[Entries taken from a collection]:
•••

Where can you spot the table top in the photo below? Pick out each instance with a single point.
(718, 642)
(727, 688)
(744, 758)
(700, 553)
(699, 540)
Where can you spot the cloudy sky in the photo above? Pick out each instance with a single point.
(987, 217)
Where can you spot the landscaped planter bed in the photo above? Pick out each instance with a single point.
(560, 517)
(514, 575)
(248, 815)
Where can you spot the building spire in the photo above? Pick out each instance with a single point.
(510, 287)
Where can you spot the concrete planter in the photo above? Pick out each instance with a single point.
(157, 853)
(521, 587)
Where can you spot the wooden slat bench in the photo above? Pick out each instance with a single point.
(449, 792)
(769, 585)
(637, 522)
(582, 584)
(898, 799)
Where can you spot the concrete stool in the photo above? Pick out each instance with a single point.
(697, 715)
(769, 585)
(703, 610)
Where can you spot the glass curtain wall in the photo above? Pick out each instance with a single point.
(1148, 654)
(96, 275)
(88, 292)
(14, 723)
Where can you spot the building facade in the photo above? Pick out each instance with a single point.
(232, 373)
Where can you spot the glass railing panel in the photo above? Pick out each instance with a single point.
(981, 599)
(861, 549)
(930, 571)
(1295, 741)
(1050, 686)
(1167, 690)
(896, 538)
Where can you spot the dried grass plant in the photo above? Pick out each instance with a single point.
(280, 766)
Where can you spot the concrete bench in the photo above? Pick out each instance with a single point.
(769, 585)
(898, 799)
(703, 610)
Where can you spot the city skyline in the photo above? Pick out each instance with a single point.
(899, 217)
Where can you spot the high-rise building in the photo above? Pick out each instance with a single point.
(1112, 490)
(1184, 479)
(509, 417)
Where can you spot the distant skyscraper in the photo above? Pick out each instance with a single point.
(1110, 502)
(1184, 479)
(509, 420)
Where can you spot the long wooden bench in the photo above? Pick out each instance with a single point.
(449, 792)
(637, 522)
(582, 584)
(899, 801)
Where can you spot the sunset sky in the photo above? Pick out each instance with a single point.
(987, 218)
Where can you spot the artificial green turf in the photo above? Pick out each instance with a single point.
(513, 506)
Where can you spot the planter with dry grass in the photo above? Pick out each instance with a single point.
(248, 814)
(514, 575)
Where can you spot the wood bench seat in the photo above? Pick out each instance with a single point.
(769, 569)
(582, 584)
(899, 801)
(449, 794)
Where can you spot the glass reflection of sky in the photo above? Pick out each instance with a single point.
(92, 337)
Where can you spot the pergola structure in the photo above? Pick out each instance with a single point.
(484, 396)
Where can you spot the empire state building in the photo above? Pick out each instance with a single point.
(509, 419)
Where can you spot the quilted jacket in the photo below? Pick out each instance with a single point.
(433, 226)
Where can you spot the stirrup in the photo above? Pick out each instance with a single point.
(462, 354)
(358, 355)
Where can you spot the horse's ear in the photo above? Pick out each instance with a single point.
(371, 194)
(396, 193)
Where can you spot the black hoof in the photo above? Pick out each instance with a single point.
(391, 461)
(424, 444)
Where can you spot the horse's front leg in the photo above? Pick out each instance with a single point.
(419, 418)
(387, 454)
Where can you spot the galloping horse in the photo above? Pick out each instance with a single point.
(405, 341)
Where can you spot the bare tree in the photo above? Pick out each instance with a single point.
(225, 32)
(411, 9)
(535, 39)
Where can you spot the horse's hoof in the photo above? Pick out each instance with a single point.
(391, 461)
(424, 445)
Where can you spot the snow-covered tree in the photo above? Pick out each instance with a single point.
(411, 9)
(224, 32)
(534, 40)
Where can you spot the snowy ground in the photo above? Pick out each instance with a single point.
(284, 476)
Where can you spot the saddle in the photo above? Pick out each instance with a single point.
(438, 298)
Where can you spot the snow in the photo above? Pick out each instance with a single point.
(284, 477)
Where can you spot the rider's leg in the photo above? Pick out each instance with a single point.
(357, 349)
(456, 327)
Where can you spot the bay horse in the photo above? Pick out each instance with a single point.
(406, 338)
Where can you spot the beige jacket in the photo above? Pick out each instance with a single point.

•••

[PROBLEM TO SOLVE]: When you reach the end of the data above, set it all down again unchanged.

[FINAL ANSWER]:
Where can you spot the table top in the photo below? Pick out each instance with a single point.
(718, 642)
(727, 688)
(744, 758)
(700, 553)
(699, 540)
Where can you spot the cloudy sky in the photo above? Pick out each instance with a single point.
(987, 217)
Where can you spot the landscaped planter bed in the photo above? Pick out each instance with a single point.
(560, 517)
(514, 575)
(248, 815)
Where can you spot the building spire in the photo above? Pick out each instance with a single point.
(510, 287)
Where can you spot the concrete planter in the photo above? Pick out each instance with a single point.
(157, 853)
(521, 587)
Where can you spot the wooden slat bench in the photo above? Pick out each instance with a single point.
(449, 792)
(769, 585)
(637, 522)
(582, 584)
(898, 799)
Where can you spot the concrete stool in the photo above? Pick out each instance with a single point.
(697, 715)
(769, 585)
(703, 610)
Where can you spot the glass curtain wall in the photo above? Pick out each instance with a single point.
(1148, 654)
(96, 275)
(88, 292)
(14, 723)
Where can you spot the building facade in the photo above? Pick out each instance with a single point.
(232, 373)
Where can you spot the glass railing panel in the photo above? Pick out each instance with a single point.
(981, 599)
(861, 549)
(930, 571)
(1295, 741)
(1050, 686)
(1167, 690)
(896, 538)
Where can you spot the dried grass plant in the photo above? Pick out each instance with a single point.
(280, 766)
Where can you spot the concrete bench in the photo above? Pick out each instance with a single point.
(769, 585)
(898, 799)
(703, 610)
Where can you spot the city skyline in the photo above? Pick out each instance with a single point.
(899, 217)
Where can you spot the high-rise building in the photo above? Pick out each instance with a single point.
(1112, 490)
(1184, 479)
(509, 417)
Where can you spot the distant skyscraper in the photo above? Pick out each instance with a single point.
(1110, 502)
(1184, 479)
(509, 420)
Where can you spot the long wooden bench in the photo above? Pick out each instance with a single point.
(449, 792)
(637, 522)
(582, 584)
(899, 801)
Where can you spot the sunset sky in the photo above? Pick out each instance with a single point.
(987, 218)
Where can you spot the artificial green turf in the photo above? Pick out each instance with a single point.
(513, 506)
Where can you spot the planter with dry grass in the photo above? Pick out each instance with a single point.
(248, 814)
(514, 575)
Where can you spot the wood bench seat in the photo above? Pick out each instance with a single point.
(769, 569)
(582, 584)
(899, 801)
(449, 794)
Where can you spot the glass reflection of sky in the photo above? Pick out each instance with a single point.
(92, 337)
Where can you spot the pergola structure in the photo above? Pick out each instance with a single point.
(484, 396)
Where can you spot the empire state building in the photo above? Pick out each instance with a single point.
(509, 419)
Where can you spot the quilted jacket in the photo below? Pick out each instance with a single point.
(433, 226)
Where can you spot the stirrup in the photo above? Pick out each instance with a single point.
(462, 354)
(358, 355)
Where can you spot the horse's ear in the photo above? Pick out each instance with a single point.
(371, 194)
(396, 193)
Where can you spot the black hoof in the photo above? Pick out each instance with a single point.
(391, 461)
(424, 444)
Where can you spot the horse's front leg in the photo above? Pick out each instance with a single point.
(419, 418)
(387, 454)
Where can you spot the galloping horse in the photo above? Pick out each instance with a single point.
(405, 341)
Where can you spot the bare tree in the photo above? Pick out each instance with a single point.
(225, 32)
(411, 9)
(535, 39)
Where can you spot the horse's hoof in the photo above? Pick out each instance with a single point.
(391, 461)
(424, 445)
Where can you spot the snow-covered tree in the photo above? Pick out each instance with a single point.
(411, 9)
(224, 32)
(534, 40)
Where can you spot the snowy ground in the photo above? Pick out each instance with a single point.
(284, 476)
Where can you spot the saddle in the photo above? Pick out each instance with a single point.
(438, 298)
Where can you spot the snow in the photo above? Pick out each instance with a single point.
(284, 477)
Where can you spot the rider's leg in the photo above? Pick out each instance with a single point.
(357, 349)
(456, 327)
Where can you spot the bay horse in the photo above? Pick out each instance with a single point.
(406, 338)
Where can you spot the beige jacket in the photo above? Pick out each instance with a single point.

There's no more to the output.